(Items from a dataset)
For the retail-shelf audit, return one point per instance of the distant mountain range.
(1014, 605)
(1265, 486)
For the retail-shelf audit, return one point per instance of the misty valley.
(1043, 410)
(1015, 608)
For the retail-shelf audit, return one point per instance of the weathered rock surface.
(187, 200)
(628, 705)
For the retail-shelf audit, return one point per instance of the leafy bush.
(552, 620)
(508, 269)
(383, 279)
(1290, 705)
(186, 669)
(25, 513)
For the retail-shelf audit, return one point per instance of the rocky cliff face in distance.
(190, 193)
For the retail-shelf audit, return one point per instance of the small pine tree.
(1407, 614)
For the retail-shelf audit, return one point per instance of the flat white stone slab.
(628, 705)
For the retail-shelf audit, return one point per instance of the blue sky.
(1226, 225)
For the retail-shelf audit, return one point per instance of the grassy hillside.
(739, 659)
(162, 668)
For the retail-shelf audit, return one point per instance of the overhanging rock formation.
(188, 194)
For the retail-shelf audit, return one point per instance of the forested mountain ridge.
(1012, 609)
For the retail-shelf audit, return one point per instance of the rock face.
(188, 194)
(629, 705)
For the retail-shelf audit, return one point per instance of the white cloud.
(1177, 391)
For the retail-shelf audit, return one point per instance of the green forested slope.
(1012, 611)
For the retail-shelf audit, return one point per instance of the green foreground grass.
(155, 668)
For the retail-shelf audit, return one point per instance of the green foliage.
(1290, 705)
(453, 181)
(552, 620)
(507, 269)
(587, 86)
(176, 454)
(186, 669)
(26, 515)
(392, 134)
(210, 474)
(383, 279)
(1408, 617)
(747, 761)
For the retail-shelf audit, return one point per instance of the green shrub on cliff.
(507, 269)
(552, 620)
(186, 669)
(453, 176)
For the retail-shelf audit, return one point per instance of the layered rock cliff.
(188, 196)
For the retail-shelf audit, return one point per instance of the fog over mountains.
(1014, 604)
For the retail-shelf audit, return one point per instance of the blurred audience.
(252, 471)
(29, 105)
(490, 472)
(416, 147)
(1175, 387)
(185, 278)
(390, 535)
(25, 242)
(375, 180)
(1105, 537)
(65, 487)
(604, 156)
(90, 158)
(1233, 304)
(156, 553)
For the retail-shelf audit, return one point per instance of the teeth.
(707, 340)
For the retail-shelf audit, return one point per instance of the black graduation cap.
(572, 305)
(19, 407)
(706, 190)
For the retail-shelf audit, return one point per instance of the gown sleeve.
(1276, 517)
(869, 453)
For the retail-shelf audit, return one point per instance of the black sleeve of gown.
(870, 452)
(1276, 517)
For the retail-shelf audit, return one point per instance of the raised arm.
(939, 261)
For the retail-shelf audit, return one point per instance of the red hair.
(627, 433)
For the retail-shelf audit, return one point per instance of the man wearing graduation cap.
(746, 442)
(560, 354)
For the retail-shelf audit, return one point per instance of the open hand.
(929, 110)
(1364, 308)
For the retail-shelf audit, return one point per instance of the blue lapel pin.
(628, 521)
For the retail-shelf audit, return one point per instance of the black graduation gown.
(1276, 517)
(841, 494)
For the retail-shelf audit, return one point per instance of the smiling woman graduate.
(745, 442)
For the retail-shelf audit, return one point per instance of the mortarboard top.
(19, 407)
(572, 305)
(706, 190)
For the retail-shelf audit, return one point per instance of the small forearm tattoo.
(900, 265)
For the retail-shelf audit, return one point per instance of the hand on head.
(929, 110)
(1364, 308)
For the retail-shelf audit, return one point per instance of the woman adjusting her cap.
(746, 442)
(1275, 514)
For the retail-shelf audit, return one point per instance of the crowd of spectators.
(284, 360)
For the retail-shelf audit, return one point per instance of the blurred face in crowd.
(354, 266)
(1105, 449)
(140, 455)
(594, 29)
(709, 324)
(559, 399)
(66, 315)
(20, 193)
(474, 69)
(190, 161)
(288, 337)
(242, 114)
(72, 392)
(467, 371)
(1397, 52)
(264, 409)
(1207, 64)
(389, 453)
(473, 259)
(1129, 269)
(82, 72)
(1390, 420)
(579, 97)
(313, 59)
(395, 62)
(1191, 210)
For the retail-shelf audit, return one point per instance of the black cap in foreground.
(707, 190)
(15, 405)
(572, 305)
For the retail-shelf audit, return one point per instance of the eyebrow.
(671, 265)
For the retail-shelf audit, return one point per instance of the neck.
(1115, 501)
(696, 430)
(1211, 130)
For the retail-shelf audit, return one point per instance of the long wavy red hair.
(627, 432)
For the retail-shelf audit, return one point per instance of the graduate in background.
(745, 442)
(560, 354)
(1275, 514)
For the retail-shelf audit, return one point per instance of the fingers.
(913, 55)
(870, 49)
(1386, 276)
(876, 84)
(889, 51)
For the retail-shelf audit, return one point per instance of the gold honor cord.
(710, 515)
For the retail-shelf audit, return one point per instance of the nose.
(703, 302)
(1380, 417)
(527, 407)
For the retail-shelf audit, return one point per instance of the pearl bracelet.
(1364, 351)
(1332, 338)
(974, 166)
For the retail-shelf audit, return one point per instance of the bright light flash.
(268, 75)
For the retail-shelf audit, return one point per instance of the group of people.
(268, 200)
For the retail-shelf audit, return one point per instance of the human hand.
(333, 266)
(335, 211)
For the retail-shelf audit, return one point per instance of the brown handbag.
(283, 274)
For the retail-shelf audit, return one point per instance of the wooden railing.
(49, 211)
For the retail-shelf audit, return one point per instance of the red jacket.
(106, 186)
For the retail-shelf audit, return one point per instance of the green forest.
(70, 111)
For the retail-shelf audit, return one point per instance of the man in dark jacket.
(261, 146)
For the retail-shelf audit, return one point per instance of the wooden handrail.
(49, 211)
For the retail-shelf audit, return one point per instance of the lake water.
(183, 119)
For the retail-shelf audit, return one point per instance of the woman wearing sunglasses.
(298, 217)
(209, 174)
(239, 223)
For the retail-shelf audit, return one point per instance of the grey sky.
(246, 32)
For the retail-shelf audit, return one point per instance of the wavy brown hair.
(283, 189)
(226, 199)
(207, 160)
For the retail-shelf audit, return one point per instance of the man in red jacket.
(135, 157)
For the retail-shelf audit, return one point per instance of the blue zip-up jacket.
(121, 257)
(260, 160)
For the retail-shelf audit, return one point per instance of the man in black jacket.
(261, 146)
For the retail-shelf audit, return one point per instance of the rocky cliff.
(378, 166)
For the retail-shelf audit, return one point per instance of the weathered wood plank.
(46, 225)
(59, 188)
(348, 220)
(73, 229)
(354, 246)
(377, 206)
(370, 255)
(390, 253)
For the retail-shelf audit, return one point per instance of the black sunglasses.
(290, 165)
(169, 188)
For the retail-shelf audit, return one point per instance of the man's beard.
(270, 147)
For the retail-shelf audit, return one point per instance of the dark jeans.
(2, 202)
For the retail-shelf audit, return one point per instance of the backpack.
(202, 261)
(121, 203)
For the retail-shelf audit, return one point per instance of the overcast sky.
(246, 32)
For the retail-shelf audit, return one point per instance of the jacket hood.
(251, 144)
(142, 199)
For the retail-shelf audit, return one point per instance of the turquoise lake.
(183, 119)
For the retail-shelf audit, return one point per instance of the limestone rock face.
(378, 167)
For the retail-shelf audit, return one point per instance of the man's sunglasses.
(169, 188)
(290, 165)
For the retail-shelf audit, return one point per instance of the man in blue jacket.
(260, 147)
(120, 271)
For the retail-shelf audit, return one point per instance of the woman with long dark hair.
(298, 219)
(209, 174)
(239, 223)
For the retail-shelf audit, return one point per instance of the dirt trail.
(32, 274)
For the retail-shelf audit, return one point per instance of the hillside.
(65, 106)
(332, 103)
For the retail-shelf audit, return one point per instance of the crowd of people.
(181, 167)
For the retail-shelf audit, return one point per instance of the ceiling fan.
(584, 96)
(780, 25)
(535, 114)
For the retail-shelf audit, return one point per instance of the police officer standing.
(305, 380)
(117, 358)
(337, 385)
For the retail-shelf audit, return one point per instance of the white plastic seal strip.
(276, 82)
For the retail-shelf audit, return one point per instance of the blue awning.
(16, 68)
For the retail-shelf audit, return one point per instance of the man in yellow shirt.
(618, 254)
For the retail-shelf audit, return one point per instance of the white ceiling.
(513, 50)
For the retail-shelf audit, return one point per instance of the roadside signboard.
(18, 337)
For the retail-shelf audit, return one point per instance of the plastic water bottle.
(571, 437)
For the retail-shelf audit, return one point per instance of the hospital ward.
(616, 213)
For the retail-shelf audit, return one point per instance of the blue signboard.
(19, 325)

### SET EXERCISE
Through the last line of the entries above, beginning at the line containing "police officer standing.", transcribe each line exactly, both ends included and nothing more.

### RESPONSE TO THIS TASK
For the retail-shelf audit, return one point per instance of the police officer standing.
(305, 380)
(117, 358)
(337, 385)
For the retail-shelf audit, return one point per instance of the white plastic seal strip.
(276, 82)
For the retail-shelf audit, return one point per instance of the blue awning.
(16, 68)
For the retail-shelf audit, return one point per instance of the man in yellow shirt.
(618, 254)
For the retail-shelf audit, return one point per instance of the white ceiling.
(513, 50)
For the retail-shelf audit, return one point per instance of the roadside signboard.
(18, 337)
For the retail-shelf audit, return one point per instance of the plastic water bottle.
(571, 437)
For the retail-shelf audit, return one point per instance of the hospital ward.
(616, 213)
For the retail-shelf audit, return one point per instance of the blue signboard.
(19, 325)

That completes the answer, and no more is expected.